#### Input ####

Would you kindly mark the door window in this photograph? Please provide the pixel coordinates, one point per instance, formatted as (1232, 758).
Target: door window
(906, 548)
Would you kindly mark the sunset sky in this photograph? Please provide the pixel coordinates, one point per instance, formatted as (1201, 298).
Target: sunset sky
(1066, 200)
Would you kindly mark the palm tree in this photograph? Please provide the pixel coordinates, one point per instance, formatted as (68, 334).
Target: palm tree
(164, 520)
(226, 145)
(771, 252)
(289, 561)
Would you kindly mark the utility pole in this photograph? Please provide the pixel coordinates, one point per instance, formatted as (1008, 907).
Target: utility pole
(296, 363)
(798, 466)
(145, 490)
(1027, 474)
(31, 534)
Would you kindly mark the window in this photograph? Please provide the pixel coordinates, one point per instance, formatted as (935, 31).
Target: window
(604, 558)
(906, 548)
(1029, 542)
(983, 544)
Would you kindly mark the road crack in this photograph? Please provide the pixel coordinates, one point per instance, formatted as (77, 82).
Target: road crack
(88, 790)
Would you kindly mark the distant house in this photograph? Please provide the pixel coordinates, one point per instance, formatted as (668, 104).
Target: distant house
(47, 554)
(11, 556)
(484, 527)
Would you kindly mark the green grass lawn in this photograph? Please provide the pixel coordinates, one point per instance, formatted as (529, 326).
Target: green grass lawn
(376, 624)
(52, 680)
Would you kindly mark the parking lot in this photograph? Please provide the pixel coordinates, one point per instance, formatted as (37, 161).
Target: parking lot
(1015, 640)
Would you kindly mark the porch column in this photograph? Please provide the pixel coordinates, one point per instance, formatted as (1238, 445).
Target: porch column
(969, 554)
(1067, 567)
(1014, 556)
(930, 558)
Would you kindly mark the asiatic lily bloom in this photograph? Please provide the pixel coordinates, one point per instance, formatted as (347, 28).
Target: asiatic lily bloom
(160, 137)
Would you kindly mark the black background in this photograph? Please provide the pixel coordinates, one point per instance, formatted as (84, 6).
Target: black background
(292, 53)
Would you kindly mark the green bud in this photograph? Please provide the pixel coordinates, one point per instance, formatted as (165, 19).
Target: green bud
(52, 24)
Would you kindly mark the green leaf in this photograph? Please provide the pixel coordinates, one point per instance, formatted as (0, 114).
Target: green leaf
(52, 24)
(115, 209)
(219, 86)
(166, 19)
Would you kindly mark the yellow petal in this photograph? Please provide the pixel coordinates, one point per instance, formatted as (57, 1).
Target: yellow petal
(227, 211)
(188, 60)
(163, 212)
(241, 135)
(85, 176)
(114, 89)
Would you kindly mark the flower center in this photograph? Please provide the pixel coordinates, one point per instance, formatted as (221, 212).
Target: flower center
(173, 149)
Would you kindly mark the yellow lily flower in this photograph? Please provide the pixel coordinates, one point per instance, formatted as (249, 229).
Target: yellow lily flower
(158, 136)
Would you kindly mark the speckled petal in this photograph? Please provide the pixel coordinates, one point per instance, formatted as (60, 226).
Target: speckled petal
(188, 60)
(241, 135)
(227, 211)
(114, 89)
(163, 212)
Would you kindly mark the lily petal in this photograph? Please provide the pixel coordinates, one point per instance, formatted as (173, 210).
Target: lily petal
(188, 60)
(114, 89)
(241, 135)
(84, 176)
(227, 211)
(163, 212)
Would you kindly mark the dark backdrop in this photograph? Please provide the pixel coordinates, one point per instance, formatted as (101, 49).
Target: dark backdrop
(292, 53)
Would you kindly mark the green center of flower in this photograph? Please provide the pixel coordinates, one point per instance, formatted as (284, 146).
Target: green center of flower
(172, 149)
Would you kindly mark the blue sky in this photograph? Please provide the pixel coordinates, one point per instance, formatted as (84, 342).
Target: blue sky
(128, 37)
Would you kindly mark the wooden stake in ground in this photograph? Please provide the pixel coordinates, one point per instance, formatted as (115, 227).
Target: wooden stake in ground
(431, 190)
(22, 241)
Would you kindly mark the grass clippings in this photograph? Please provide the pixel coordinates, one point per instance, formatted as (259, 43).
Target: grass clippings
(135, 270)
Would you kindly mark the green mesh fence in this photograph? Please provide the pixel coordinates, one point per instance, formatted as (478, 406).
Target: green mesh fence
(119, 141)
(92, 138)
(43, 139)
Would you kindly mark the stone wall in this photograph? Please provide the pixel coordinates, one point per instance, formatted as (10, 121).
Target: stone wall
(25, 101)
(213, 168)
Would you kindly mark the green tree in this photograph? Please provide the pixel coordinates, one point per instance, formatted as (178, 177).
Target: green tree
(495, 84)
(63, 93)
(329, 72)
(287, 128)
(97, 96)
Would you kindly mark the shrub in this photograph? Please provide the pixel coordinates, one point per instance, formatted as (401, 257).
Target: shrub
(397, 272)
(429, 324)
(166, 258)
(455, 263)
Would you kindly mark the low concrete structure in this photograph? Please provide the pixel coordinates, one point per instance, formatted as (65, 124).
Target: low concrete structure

####

- _Task instructions_
Please reproduce all of the data above word for word.

- _Complete output_
Would you kindly mark the door window in this photograph? Please provide the pixel coordinates, one point per instance, formatted as (1232, 758).
Target: door window
(906, 548)
Would you kindly mark the sunset sky in this photograph? Please provide the pixel coordinates, one point per instance, formatted as (1201, 298).
Target: sunset sky
(1066, 200)
Would you kindly mark the palm tree in this photograph? Please provide the pixel coordinates, one point per instance, formatted as (68, 334).
Target: palm tree
(164, 520)
(226, 145)
(771, 252)
(289, 561)
Would you kindly mark the utility pole in this photograph? Please provide the pixel coordinates, one point per instance, formatted as (1008, 907).
Target: utility pole
(296, 363)
(798, 466)
(145, 490)
(1027, 474)
(31, 534)
Would you kindly mark the window in this photograph? Please provide the pixel coordinates, one point per instance, formatted as (935, 31).
Target: window
(604, 558)
(906, 548)
(1029, 542)
(983, 544)
Would you kindly mark the road crack in this photograph? Please provide the pixel coordinates, one point per instance, formatted as (77, 82).
Target: road crack
(88, 790)
Would you kindly mark the distant house in this photograph? Please provide the pixel coordinates, one point per instance, formatted as (668, 104).
Target: distant house
(47, 554)
(11, 556)
(484, 527)
Would you kindly mark the green grass lawn in this photograph? Please provide the pixel coordinates, one point per instance, formatted as (529, 326).
Target: green grass lawn
(376, 624)
(52, 680)
Would you kindly mark the parking lot in this photograph? Please provide the pixel coordinates, one point per instance, formatted as (37, 161).
Target: parking lot
(1015, 640)
Would you kindly mark the porch column in this photograph? Please provide the pixel coordinates, one point per instance, formatted as (1238, 445).
Target: porch column
(969, 554)
(1067, 567)
(1014, 556)
(930, 558)
Would you kindly mark the asiatic lily bloom in this photograph? Please provide the pixel coordinates, one point per instance, formatted as (347, 28).
Target: asiatic lily bloom
(160, 137)
Would you kindly mark the black background in this photograph? Please provide the pixel coordinates, one point per instance, formatted as (84, 6).
Target: black background
(292, 53)
Would you kindly mark the green bud in this photograph? Please provide the pixel coordinates, one point per instance, formatted as (165, 19).
Target: green bud
(52, 24)
Would you kindly mark the green leaf in this photograph? Please provide the pixel coordinates, one point per instance, formatted as (0, 114).
Target: green leaf
(52, 24)
(115, 209)
(219, 86)
(166, 19)
Would you kindly mark the yellow petal in this photograph? Please provide the pixel coordinates, one point per instance, formatted as (57, 1).
Target: yellow petal
(227, 211)
(188, 60)
(163, 212)
(241, 135)
(85, 176)
(114, 89)
Would you kindly mark the flower center in this photograph? Please provide the pixel coordinates, one point per instance, formatted as (221, 212).
Target: flower center
(173, 149)
Would you kindly mark the yellow lily flower in this photograph? Please provide the pixel coordinates, one point per instance, formatted as (249, 229).
Target: yellow lily flower
(158, 136)
Would you kindly mark the speckled petal in this photograph? Please provide the pixel coordinates, one point per instance, formatted as (60, 226).
Target: speckled petal
(188, 60)
(241, 135)
(227, 211)
(114, 89)
(163, 212)
Would you kindly mark the lily petal in this photograph? Please provide the pixel coordinates, one point per instance, formatted as (173, 210).
Target: lily petal
(188, 60)
(114, 89)
(241, 135)
(84, 176)
(227, 211)
(163, 212)
Would you kindly mark the dark backdrop in this photograph? Please provide the pixel coordinates, one point per instance, formatted as (101, 49).
Target: dark backdrop
(292, 53)
Would you kindly mark the green center of flower in this photograph? Please provide the pixel coordinates, one point per instance, formatted as (284, 146).
Target: green center of flower
(172, 149)
Would you kindly mark the blue sky in this photograph? Please provide the pixel coordinates, one point per instance, formatted as (84, 342).
Target: blue sky
(128, 37)
Would you kindly mark the wooden stake in ground in this photograph? Please provide the pixel coordinates, one point per instance, formatted as (115, 227).
Target: wooden stake in ground
(431, 190)
(22, 241)
Would you kindly mark the grass clippings in this photograph? Please provide the pixel coordinates, one point per instance, formatted as (259, 43).
Target: grass clippings
(135, 270)
Would you kindly mark the green mesh fence in this photograph? Please provide the pixel coordinates, one point per instance, formatted as (478, 406).
Target: green mesh fence
(119, 141)
(92, 138)
(43, 139)
Would you kindly mark the stone wall in this photograph? Please provide the pixel coordinates, one point per instance, formatted as (10, 121).
Target: stone wall
(25, 101)
(213, 168)
Would you kindly mark the green tree in this photograph? Please provide the pixel coordinates, one point per instance, formatted as (178, 177).
Target: green tree
(495, 84)
(63, 93)
(329, 72)
(287, 128)
(97, 96)
Would you kindly mark the shrub in this photograph? Please provide the pixel coordinates, one point per instance, formatted as (401, 257).
Target: shrub
(397, 272)
(429, 324)
(166, 258)
(455, 263)
Would you kindly mark the low concrete structure in this photograph? Please provide the pixel coordinates, one point per instance, formatted as (65, 124).
Target: low concrete structure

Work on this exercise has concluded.